== WRITTEN TASKS ==
a – From the edgebander forum thread, write out the passage between "## jts inc (Jul" and "3026 for parts.", inclusive.
b – In the edgebander forum thread, what does the "Straight line control" do?

== SELECTED EXTRACT ==
──────────────────────────────
# holzher edgebander



## john zeitoun (Jun 10, 2010)

Hello out there...

Does anyone have any experience with Holzher Edgebanders? We just picked up a used one and are scratching our heads about how to get it going at optimum performance. Specifically, we need help with what they seem to be calling the "Straight line control", that is the computer that controls timing on the thing.

The model is Accord, 1443C, and it is from 1996.

Thanks,

John:help:


----------



## xplorx4 (Dec 1, 2008)

Greetings and welcome to the router forum. We are pleased to have you join us.


----------



## Dr.Zook (Sep 10, 2004)

Welcome to the RouterForums John. Glad to have you join us.


----------



## jts inc (Jul 1, 2011)

John,

i'm new to the router forum. i see you had a question last year about a 1447 holz-her edgebander. i am an idependent technician who works exclusively on Holz-Her banders. if you have any questions or need any parts then feel free to contact me at 803 517 4131 for info and contact Chris at 803 789 3026 for parts.

best regards,

Lee Johnson


----------



## Phil P (Jul 25, 2010)
──────────────────────────────
== SOURCE DATA ==
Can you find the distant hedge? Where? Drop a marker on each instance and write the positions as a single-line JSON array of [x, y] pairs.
──────────────────────────────
== SOLUTION SET ==
a –
## jts inc (Jul 1, 2011)

John,

i'm new to the router forum. i see you had a question last year about a 1447 holz-her edgebander. i am an idependent technician who works exclusively on Holz-Her banders. if you have any questions or need any parts then feel free to contact me at 803 517 4131 for info and contact Chris at 803 789 3026 for parts.

b – It is the computer that controls timing on the edgebander.